> Provided text
Yes, this is a rather silly and pointless question, but it just popped into my head one day, and I just have no clue how I could go about figuring it out with my limited expertise and resources.
I just want to know, which is greater? The approximate number of human testicles in the world today, or the approximate number of artificial balls of (almost) any kind in the world today. Testicles I am counting individually, not by the pair. By balls I am referring to any artificial (man made, but not necessarily synthetic) spheroid (other than testicles) which would comonly be reffered to as “a ball” in everyday speech, not just any sphere. Counted would be baseballs and other sports balls (I’ll include footballs), meatballs, cannonballs, crystal balls, etc. etc. etc. Not included would be cocoa puffs, eyeballs, Lucielle Ball, large social dances, globes, marbles, etc. etc. For the sake of competition i’m throwing out certain balls that are produced in extreeme numbers that will completely throw the results, such as Buckey balls…as wells as, I am assuming, ball berings, but I’d love to see numbers on those as well just in case. I am of course not looking for exact numbers, but I very much want to get as accurate a comparison as possible, as far as an average approximation.
Hoping someone doesn’t think this is TOO dumb to investigate,
Much thanks!
~Rev. Elgaroo Brenza
It is pretty obvious to me that there are more artificial balls. Think about ball bearings for example. The average first world person would own machines ranging from cars to ceiling fans that have dozens of them. There are way more in industrial use. If you count carefully, I wouldn’t be suprised if the average person owns hundreds of balls or more.
As for the biological balls: According to the U.S. Census Bureau, the world population as of today is 6,495,100,079. Approximately 49% of those are male. Assuming two balls per male, that gives a figure of 6,365,198,076. This figure must be reduced a bit to allow for balls lost through accident or surgery, or absent at birth, but my WAG is that this percentage is pretty small. (The percentage of supernumerary balls, I’ll wager, is negligible.)

> Problem statement
Could you continue the discussion above about whether human testicles or artificial balls are more numerous, starting after its last sentence?

(Source data)

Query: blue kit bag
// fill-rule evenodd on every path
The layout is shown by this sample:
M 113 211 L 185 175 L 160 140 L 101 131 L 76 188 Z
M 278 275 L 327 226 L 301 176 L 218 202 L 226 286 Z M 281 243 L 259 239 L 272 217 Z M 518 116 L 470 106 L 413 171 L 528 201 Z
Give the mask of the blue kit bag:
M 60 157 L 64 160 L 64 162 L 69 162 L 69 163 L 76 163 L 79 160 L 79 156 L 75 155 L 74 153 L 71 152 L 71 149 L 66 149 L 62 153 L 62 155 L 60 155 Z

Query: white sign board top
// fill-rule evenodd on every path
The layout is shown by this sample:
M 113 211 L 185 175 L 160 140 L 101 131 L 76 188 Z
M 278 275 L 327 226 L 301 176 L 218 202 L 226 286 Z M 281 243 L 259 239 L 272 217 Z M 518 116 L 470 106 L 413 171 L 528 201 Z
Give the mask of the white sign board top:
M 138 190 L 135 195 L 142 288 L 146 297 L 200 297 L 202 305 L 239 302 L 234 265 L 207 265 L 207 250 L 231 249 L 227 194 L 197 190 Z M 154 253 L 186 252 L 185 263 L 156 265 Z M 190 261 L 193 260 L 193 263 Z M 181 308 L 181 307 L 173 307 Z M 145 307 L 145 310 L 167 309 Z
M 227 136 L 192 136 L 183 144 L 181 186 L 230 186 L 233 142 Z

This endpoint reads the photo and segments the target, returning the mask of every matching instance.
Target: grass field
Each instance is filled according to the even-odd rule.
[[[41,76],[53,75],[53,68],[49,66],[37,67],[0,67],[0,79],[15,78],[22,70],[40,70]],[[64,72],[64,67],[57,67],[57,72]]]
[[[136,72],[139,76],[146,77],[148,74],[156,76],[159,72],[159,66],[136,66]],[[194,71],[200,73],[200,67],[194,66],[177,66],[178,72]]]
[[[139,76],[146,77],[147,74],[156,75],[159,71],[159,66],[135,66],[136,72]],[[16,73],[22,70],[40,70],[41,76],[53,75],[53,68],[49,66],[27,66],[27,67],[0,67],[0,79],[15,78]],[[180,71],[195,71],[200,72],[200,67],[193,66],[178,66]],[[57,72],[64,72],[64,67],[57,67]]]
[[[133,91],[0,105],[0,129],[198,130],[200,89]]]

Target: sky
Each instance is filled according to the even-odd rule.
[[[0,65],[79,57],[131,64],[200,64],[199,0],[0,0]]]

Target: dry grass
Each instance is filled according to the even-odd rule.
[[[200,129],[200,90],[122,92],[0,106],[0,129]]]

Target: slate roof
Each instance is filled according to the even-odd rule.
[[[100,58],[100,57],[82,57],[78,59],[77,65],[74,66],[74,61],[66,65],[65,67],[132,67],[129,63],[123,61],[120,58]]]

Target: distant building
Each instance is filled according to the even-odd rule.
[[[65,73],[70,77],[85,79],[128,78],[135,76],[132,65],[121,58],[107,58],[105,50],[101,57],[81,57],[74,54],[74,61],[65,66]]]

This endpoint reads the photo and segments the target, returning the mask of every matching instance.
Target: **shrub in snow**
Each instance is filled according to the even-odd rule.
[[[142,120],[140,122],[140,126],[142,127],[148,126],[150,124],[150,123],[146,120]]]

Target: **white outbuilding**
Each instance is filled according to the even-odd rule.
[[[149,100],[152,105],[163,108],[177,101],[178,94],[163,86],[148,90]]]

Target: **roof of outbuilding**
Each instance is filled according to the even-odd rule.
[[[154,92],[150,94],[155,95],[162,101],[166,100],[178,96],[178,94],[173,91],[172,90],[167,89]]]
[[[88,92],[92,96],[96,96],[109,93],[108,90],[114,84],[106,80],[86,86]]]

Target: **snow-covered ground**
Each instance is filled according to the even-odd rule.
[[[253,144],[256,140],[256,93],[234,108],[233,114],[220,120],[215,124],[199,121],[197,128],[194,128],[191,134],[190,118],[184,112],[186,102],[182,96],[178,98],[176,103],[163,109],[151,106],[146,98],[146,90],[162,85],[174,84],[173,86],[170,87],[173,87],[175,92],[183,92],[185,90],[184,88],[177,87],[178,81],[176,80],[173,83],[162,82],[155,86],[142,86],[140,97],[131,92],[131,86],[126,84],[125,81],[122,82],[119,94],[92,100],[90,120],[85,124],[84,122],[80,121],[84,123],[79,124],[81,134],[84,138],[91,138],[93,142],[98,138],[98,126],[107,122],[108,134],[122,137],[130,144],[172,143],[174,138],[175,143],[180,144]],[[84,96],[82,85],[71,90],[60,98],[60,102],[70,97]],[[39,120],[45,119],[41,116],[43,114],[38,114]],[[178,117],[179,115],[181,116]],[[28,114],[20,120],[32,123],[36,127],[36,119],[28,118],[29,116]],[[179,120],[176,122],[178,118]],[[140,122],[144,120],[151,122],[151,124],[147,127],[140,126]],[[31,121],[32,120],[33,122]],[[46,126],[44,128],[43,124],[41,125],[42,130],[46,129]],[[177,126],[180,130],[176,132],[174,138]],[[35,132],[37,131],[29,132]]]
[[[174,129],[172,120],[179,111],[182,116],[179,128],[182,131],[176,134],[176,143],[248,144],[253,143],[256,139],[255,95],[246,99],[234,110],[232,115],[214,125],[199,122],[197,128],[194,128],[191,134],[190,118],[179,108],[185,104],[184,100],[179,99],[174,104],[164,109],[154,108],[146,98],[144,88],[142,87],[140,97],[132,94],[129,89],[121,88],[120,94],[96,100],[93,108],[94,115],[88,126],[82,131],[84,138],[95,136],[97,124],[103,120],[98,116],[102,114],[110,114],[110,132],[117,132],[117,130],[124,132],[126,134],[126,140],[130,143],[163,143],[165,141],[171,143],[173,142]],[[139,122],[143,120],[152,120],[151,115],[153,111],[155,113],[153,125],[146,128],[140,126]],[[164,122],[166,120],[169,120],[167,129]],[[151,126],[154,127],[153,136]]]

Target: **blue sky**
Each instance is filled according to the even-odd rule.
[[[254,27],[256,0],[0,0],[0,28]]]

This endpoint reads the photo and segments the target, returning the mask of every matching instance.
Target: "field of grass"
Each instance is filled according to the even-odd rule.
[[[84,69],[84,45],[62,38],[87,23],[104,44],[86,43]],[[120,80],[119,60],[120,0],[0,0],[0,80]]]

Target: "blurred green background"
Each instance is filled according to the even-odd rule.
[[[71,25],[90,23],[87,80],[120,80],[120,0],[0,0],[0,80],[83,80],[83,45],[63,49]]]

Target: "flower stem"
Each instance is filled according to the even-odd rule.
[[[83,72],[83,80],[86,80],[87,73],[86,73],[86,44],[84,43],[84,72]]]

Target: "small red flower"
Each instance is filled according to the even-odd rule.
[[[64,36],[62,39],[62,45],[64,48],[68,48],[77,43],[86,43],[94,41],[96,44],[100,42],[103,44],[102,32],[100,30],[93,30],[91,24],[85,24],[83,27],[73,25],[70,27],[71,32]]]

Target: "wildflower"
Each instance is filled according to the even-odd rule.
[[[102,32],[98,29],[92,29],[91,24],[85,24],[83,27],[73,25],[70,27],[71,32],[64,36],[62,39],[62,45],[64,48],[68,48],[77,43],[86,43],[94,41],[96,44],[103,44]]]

> Task response
I don’t know what the average lifetime of a golf ball is (I would suggest it still counts even when it’s been lost in the rough or is at the bottom of a water hazard), but there might even be more golf balls alone than testicles.
I have heard it said that a measure of our advancement as a technological race can be considered proportional to the number of motors we own - motors in fridges, cameras, food processors, toothbrushes, even little vibrating motors in our cellphones.
But I have to say I like this one better: We are advanced, because we have balls.
Although “ball bearing” should properly refer to the whole bearing, I have seen te individual balls themselves called “ball bearings”, as well.
And it should be noted that the world’s largest ball bearing, which supports the 40 meter telescope at Green Bank National Radio Observatory, consists of only a single ball.
Well, it’s not exactly in a socket (the section of the ball encased is far less than half the ball), but it does probably bear a lot closer kinship to a ball-and-socket than to the usual notion of a ball bearing. It is, however, definitely a bearing, and it’s indubitably a ball, and indeed it is mighty large.